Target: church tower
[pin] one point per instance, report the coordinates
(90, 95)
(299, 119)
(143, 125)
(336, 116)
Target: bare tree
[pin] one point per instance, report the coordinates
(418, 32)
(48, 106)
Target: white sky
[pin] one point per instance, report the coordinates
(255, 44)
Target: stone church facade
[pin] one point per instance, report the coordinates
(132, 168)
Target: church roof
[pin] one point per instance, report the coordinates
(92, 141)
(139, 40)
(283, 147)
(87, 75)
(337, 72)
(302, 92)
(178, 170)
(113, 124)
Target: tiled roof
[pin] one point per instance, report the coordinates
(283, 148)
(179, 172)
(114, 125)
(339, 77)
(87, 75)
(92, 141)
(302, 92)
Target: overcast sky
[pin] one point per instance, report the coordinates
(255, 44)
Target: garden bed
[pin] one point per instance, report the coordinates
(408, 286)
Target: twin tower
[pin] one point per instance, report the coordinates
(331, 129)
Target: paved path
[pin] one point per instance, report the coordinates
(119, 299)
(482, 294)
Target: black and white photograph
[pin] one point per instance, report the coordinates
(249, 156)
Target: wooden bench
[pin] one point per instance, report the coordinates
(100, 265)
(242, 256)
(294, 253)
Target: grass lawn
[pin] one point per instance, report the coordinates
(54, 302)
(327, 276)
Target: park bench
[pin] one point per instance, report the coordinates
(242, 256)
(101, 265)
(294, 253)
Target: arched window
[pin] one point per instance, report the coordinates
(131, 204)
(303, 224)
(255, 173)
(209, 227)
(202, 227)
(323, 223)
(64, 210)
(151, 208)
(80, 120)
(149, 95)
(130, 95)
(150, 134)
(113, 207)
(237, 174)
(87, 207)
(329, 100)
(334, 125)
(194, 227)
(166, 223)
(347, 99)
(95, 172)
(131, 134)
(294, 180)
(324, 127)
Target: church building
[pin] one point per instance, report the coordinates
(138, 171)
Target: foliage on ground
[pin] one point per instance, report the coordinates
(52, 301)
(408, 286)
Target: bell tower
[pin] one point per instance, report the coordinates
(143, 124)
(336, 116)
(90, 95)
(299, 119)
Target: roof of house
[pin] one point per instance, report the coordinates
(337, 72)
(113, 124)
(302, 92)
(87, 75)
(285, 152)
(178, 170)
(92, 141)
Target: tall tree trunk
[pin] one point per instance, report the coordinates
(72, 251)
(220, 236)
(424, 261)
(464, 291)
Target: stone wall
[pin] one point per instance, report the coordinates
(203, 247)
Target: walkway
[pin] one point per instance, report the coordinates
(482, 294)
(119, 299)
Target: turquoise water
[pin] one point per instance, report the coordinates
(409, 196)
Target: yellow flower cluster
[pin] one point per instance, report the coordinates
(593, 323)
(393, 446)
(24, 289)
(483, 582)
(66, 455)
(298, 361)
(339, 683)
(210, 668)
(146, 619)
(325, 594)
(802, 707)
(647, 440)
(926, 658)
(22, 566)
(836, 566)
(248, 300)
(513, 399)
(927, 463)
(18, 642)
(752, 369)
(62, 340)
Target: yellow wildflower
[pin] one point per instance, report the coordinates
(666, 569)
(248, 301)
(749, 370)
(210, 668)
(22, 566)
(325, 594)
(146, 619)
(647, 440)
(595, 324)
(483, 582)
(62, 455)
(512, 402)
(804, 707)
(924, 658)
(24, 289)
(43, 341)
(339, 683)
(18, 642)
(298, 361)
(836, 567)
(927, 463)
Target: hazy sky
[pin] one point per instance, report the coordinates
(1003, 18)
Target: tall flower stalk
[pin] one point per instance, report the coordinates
= = = =
▶ _WORK INSTRUCTIONS_
Write out all the rows above again, changing every "Target" to "Object" and leaving everything else the same.

▶ _ANSWER FOR THIS EXERCISE_
Object: church tower
[pin] one point per instance, report the coordinates
(90, 95)
(299, 119)
(143, 125)
(336, 116)
Object: bare tree
[pin] one point per instance, report the coordinates
(418, 32)
(48, 106)
Object: white sky
[pin] one point per instance, report the coordinates
(255, 44)
Object: stone church facade
[pin] one point per instance, report the coordinates
(132, 168)
Object: church roof
[pin] one point per instance, report the coordinates
(92, 141)
(139, 40)
(283, 147)
(87, 75)
(337, 72)
(302, 92)
(178, 170)
(113, 124)
Object: tiled roof
[pin] one point per instance, report the coordinates
(283, 148)
(179, 172)
(114, 125)
(339, 77)
(87, 75)
(92, 141)
(302, 92)
Object: overcast sky
[pin] one point per instance, report the coordinates
(255, 44)
Object: garden bed
[pin] one point per instance, report the coordinates
(408, 286)
Object: twin tower
[pin] one point per instance, report the coordinates
(331, 129)
Object: paved path
[pin] one point per instance, report the coordinates
(119, 299)
(482, 294)
Object: black and white photograph
[pin] one point per instance, report the coordinates
(249, 156)
Object: wooden bench
[pin] one point per instance, report the coordinates
(100, 265)
(242, 256)
(294, 253)
Object: grass lawn
[pin] one point per instance, report the coordinates
(54, 302)
(327, 276)
Object: park bench
[pin] one point per instance, report the coordinates
(242, 256)
(101, 265)
(294, 253)
Object: arched window
[pin] one point per instance, report the coordinates
(131, 204)
(303, 224)
(255, 173)
(209, 227)
(202, 227)
(323, 223)
(64, 210)
(151, 208)
(80, 120)
(149, 95)
(130, 95)
(150, 134)
(113, 207)
(237, 174)
(87, 207)
(329, 100)
(334, 125)
(194, 227)
(166, 223)
(347, 99)
(95, 172)
(131, 134)
(294, 180)
(324, 127)
Object: church building
[pin] one point per instance, report the coordinates
(138, 171)
Object: foliage on ground
[pin] one point per instance, report the coordinates
(52, 301)
(408, 286)
Object: bell tower
[pin] one point per instance, report the coordinates
(143, 124)
(336, 116)
(90, 95)
(299, 119)
Object: roof of house
[pin] one point per instance, report the coordinates
(337, 72)
(113, 124)
(302, 92)
(87, 75)
(285, 152)
(178, 170)
(92, 141)
Object: tall tree trunk
[pin] one point per instance, report the coordinates
(72, 251)
(220, 236)
(424, 261)
(464, 291)
Object: stone wall
[pin] one point per instance, report the coordinates
(203, 247)
Object: walkway
[pin] one point per instance, report the coordinates
(482, 294)
(119, 299)
Object: turquoise water
[pin] one point per instance, report the coordinates
(409, 196)
Object: yellow flower cluster
[pin] one point per instance, report the coordinates
(593, 323)
(393, 446)
(24, 289)
(483, 582)
(66, 455)
(298, 361)
(339, 683)
(210, 668)
(146, 619)
(325, 594)
(802, 707)
(647, 440)
(926, 658)
(22, 566)
(836, 566)
(248, 300)
(513, 399)
(927, 463)
(18, 642)
(752, 369)
(62, 340)
Object: yellow wildflower
[pin] one point per instance, report the coordinates
(666, 569)
(248, 301)
(749, 370)
(210, 668)
(22, 566)
(325, 594)
(146, 619)
(647, 440)
(595, 324)
(483, 582)
(62, 455)
(512, 402)
(804, 707)
(924, 658)
(24, 289)
(43, 341)
(339, 683)
(18, 642)
(298, 361)
(836, 567)
(927, 463)
Object: hazy sky
[pin] one point per instance, report the coordinates
(1003, 18)
Object: tall flower stalk
[pin] one point per instance, report the coordinates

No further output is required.